- [Requirement]
Reproduce the text on Amazon's Alexa from "Bezos claims Amazon" to "help Alexa learn.", switching "pizza" to "sandwich".

- [Selected extract]
----

Bezos claims Amazon has been working on Alexa, the Echo's voice-powered assistant, for more than four years. The software development team numbers more than 1,000 employees. Much of Alexa's smarts come from "skills" that are added by Amazon's partners. These skills allow Echo owners to ask Alexa for a pizza, for an Uber ride, or to play a favorite playlist. The underlying artificial intelligence needs to grow, too, and the Echo and Alexa are ahead of the competition, Bezos says.

(Image: Amazon)

(Image: Amazon)

"There will be huge advances," he said. "Bigger companies like Amazon have an advantage because you need a lot of data to do extraordinary things." Amazon has nearly two decades of online shopping behavior to sift through in order to help Alexa learn.

He also touched on the issue of privacy and data collection, saying that Amazon has always aimed to be transparent. "When you collect and store data, you have to be clear about what you're doing." That idea is why Amazon greets users by name when they visit the site.

----

- [Dataset excerpts]
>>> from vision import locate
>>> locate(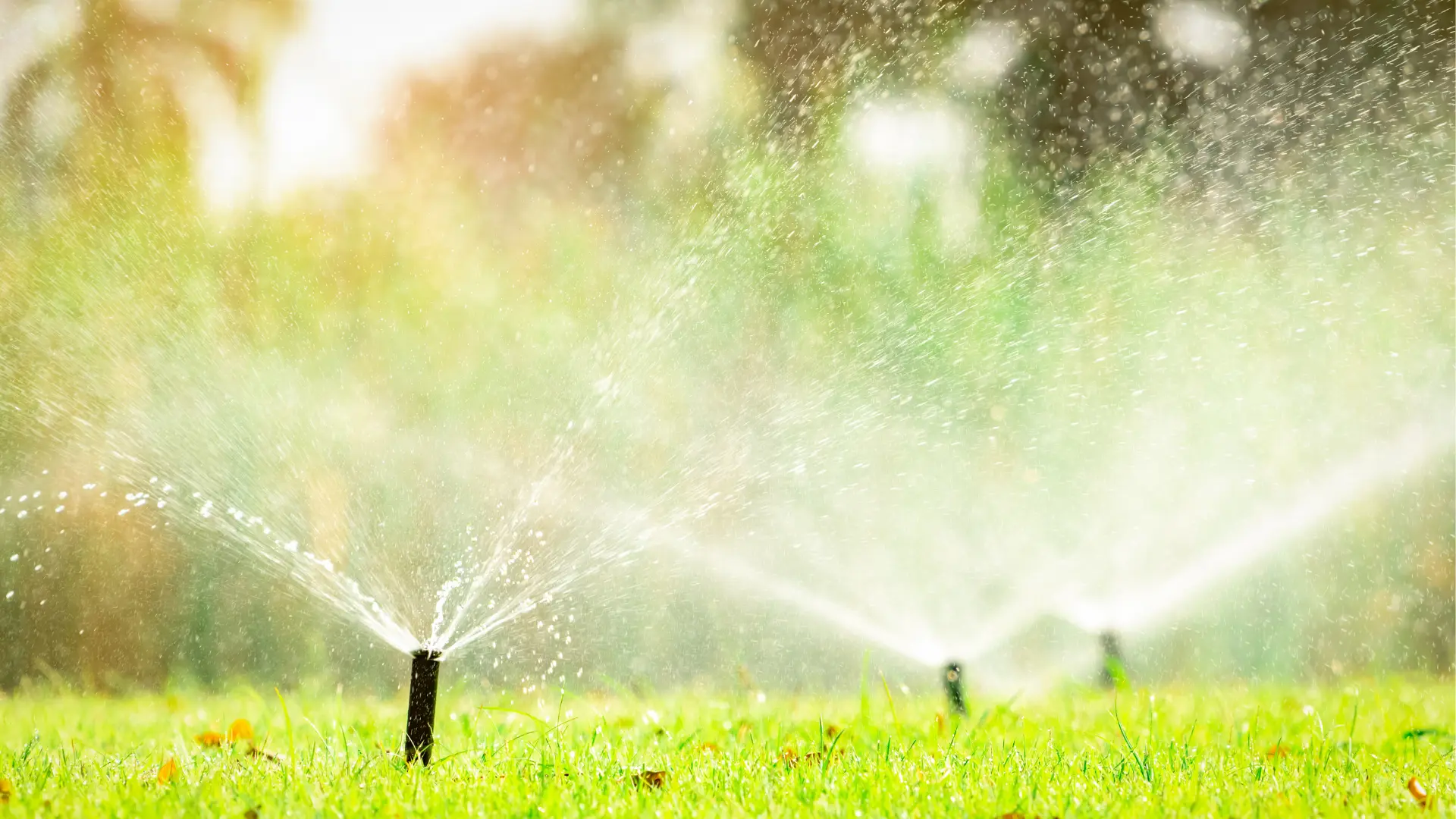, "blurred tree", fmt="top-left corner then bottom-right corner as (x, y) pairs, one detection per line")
(0, 0), (296, 196)
(738, 0), (1456, 179)
(388, 32), (655, 201)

----

- [Finished task]
Bezos claims Amazon has been working on Alexa, the Echo's voice-powered assistant, for more than four years. The software development team numbers more than 1,000 employees. Much of Alexa's smarts come from "skills" that are added by Amazon's partners. These skills allow Echo owners to ask Alexa for a sandwich, for an Uber ride, or to play a favorite playlist. The underlying artificial intelligence needs to grow, too, and the Echo and Alexa are ahead of the competition, Bezos says.

(Image: Amazon)

(Image: Amazon)

"There will be huge advances," he said. "Bigger companies like Amazon have an advantage because you need a lot of data to do extraordinary things." Amazon has nearly two decades of online shopping behavior to sift through in order to help Alexa learn.